Check your understanding:
1) In the Ready Reckoner passage below, who supplied the evidence that the “Ready Reckoner” figures are too high?
2) Decide whether each statement agrees with the Ready Reckoner passage below. Answer yes or no, and quote the words from the passage that settle it.
(a) In Smiths Dock, the court approved the general use of the “Ready Reckoner”.
(b) The new evidence shows that the “Ready Reckoner” figures are too low.
(c) Mr Morgan QC submitted that most wholly unsuccessful cases settle before trial.
3) Extend the Ready Reckoner passage below, picking up after its last sentence.

Exercise text:
This research also knocks on the head the argument that the “Ready Reckoner” method of calculating success fees is unduly harsh to claimant solicitors as it wrongly assumes that the costs earned in won cases will be the same as the level of costs in lost cases. The argument put forward by some claimant representatives was that explained in Smiths Dock v Edwards  EWHC 1116 QB:
“Mr Morgan QC submitted that because most wholly unsuccessful cases reach trial whilst most successful cases settle before trial, there is a disequilibrium that should result in higher success fees.”
This argument was rejected in Smiths Dock with the Court approving the general use of the “Ready Reckoner”. The claimant argument does nevertheless seem to have been accepted as showing the “Ready Reckoner” did not produce “unfairly high” success fees.
However, we now have evidence, kindly supplied by NAH, showing that the “Ready Reckoner” figures are almost bound to be incorrect and rather than being too low are actually too high. If the vast majority of cases that proceed to trial are won by claimants, the fees earned in won cases will, on average, be higher than the work undertaken on lost cases. The “Ready Reckoner” assumption that “won” and “lost” cases are of equal value is mistaken, but not in the way claimant representatives have previously argued.

Data:
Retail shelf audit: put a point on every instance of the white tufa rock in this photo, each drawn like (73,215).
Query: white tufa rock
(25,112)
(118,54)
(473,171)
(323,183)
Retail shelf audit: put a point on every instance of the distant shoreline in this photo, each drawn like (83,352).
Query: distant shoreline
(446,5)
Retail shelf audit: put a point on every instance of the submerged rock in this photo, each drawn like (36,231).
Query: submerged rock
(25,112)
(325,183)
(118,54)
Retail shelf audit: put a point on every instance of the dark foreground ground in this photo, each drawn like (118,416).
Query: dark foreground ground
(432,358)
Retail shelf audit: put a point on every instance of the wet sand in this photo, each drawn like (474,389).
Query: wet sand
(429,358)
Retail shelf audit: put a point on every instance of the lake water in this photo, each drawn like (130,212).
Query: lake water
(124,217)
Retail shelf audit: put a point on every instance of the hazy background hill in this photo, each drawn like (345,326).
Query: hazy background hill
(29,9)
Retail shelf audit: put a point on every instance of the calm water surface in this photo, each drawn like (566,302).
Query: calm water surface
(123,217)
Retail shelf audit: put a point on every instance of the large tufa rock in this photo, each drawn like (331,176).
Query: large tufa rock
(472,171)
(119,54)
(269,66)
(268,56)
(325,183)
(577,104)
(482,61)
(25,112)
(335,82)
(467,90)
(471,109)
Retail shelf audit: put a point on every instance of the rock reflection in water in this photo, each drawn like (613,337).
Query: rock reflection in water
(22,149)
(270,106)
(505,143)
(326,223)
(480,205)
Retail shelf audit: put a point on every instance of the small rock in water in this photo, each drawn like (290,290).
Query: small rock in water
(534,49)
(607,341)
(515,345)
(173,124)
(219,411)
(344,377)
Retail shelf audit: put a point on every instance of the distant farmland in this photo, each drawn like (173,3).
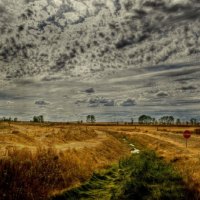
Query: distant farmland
(39,161)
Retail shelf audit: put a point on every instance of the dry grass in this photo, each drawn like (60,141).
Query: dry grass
(169,144)
(27,175)
(29,135)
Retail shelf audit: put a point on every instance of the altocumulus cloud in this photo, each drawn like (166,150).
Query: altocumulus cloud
(128,102)
(41,103)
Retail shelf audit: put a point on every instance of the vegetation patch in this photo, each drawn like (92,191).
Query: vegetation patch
(143,176)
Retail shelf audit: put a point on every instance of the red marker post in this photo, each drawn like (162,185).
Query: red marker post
(186,135)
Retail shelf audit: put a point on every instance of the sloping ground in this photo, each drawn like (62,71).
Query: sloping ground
(19,136)
(171,146)
(141,176)
(35,166)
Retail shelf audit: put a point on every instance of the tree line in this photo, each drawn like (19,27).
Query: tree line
(165,120)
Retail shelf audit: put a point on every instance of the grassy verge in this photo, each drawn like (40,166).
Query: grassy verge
(142,176)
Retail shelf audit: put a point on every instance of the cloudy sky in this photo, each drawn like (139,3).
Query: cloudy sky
(116,59)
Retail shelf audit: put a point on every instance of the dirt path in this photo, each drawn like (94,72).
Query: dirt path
(171,146)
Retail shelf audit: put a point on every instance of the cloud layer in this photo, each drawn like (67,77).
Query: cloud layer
(103,57)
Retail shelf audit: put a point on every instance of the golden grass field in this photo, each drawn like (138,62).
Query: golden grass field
(38,160)
(169,143)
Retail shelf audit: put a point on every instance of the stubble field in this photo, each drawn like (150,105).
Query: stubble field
(41,160)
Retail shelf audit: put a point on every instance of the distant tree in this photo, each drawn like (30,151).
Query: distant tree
(15,119)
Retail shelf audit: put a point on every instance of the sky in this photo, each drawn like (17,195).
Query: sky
(115,59)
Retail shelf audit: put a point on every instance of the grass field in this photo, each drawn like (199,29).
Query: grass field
(38,161)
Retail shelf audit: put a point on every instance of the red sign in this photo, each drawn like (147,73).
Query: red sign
(186,134)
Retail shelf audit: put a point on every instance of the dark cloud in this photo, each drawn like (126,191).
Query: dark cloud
(190,87)
(100,101)
(128,102)
(162,94)
(41,103)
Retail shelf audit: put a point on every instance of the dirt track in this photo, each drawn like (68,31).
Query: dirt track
(171,146)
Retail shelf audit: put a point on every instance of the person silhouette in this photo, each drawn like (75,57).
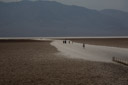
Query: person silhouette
(83,45)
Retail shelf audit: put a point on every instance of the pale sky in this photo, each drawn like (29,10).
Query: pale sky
(93,4)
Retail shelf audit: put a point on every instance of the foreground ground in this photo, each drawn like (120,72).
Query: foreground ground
(35,63)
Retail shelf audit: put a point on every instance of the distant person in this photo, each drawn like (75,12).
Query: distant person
(83,45)
(65,41)
(69,41)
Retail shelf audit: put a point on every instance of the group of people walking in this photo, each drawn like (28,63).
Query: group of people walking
(65,41)
(68,41)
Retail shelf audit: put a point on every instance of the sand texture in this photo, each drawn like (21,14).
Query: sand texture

Per-task answers:
1) NAH supplied the evidence.

2)
(a) Yes: “This argument was rejected in Smiths Dock with the Court approving the general use of the “Ready Reckoner”.”
(b) No: “rather than being too low are actually too high.”
(c) No: “most wholly unsuccessful cases reach trial whilst most successful cases settle before trial”

3)
This research, if it is accurate, also undermines the assumptions that many ATE insurers apply in relation to staged ATE premiums and the individual “assessments” that some ATE insurers apply to the final stage (usually the pre-trial stage). In Rogers v Merthyr Tydfil CBC  EWCA Civ 1134 the approach of DAS was explained:
“At Stage Three the risks involved vary significantly, and it was felt better to rate this element of the premium individually. DAS's aim is to make sure that the trial premium is directly proportional to the risk involved, so that each case is individually underwritten, taking into account the merits and the estimated maximum loss figure (EML). In order to calculate the EML the claimant's solicitor is asked to provide details of the disbursements he has already incurred and an estimate of his own side's disbursements up to and including trial. He is also asked for an estimate of the opponent's total costs and disbursements up to and including trial. The estimates provided in the allocation and pre-trial questionnaires are used when they are available.
The underwriter is then required to assess the risk and to apply a percentage in order to calculate the premium. In this case liability had been denied and there was no Part 36 offer. The prospects of success had been assessed by case handlers as ‘acceptable’, which in effect meant 51%. Mr Bellamy would not expect prospects of success to be rated much higher than this in a case about to go to trial where liability was still denied. Based on that information the underwriter applied a rate of 54% to the EML, producing a third stage premium of £3,510 plus IPT. The insurers expect to lose about half the cases which go to trial.”
The NAH research, if correct, shows that this assumption is fundamentally flawed. Instead of losing approximately 50% of cases that go to trial, the success rate is probably nearer 90%. The figures claimed from defendants by way of final stage ATE premiums are almost certainly too high.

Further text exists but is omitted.